Selected excerpt:
Sensitivity analyses

As there are different methods of identifying the comorbidities when risk adjusting, we performed sensitivity analyses that reflected these alternative methods.

Firstly, we examined emergency admissions in the follow-up period and compared week and weekend admissions in terms of whether the relevant condition was recorded in any diagnosis field (primary or secondary) in the first consultant episode. In this analysis, we included admissions, regardless of whether the relevant condition was recorded in the primary diagnosis field.

Secondly, we examined whether there were differences in recording between weekend and weekday emergency admissions within the follow-up period, when we included all diagnosis fields from all consultant episodes during a patient hospital stay.

We also examined whether differences between weekend and weekday recording existed specifically for admissions that occurred near the end of life. It could be that hospital teams spend less time trying to identify and record co-morbidities for patients who have died. Since patients attending at the weekend are more likely to die, this could bias any analysis of the ‘weekend effect’. Consistent with many studies of the weekend effect, we examined admissions that occurred within 30 days of death, and restricted the analysis to deaths that occurred in hospital [8, 16, 17, 47]. We excluded admissions where the relevant condition was given as the primary diagnosis, and compared week and weekend admissions in terms of whether the relevant condition was recorded in the secondary diagnosis fields within the first episode. Where a patient had several admissions in the 30 days prior to dying, the first of these admissions was selected.

Results

Between 1 April 2009 and 31 March 2011, there were 7,863,625 inpatient emergency admissions in England for 4,959,579 adult patients at 147 acute non-specialist trusts that satisfied our inclusion and exclusion criteria (Fig. 1).

The task:
Copy the sensitivity analyses passage starting with "Secondly, we examined" and going on through "patient hospital stay.", substituting "clinical episodes" for "consultant episodes". The rows have no connection to the sensitivity analyses passage.

Stored data:

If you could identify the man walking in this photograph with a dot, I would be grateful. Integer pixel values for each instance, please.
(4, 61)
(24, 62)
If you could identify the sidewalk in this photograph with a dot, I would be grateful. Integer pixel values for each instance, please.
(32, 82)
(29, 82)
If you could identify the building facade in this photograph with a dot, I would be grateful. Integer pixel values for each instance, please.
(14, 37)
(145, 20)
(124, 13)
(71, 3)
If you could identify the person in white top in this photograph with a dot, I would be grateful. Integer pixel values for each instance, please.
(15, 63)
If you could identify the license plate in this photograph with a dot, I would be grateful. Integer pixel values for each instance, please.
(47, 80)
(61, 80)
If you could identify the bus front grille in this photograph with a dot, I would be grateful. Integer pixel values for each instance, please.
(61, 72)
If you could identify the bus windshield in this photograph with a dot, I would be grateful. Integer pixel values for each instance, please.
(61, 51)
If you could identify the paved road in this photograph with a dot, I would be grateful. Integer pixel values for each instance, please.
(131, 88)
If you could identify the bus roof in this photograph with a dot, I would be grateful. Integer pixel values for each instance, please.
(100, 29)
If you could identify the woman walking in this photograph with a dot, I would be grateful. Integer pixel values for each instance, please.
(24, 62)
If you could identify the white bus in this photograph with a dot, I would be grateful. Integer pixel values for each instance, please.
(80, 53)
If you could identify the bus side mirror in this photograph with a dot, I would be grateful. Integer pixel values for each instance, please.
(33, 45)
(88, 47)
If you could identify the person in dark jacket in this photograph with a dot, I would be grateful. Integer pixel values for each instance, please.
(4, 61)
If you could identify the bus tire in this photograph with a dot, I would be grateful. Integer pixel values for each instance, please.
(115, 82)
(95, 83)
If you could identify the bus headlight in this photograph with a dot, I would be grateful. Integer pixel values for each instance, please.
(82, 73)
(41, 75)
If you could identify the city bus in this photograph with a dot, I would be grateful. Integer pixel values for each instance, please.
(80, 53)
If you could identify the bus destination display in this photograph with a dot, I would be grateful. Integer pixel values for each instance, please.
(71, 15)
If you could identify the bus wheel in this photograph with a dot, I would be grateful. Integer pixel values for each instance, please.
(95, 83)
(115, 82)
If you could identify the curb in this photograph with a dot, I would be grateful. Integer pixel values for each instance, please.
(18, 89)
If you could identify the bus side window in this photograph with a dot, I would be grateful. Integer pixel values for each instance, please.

Finished task:
Secondly, we examined whether there were differences in recording between weekend and weekday emergency admissions within the follow-up period, when we included all diagnosis fields from all clinical episodes during a patient hospital stay.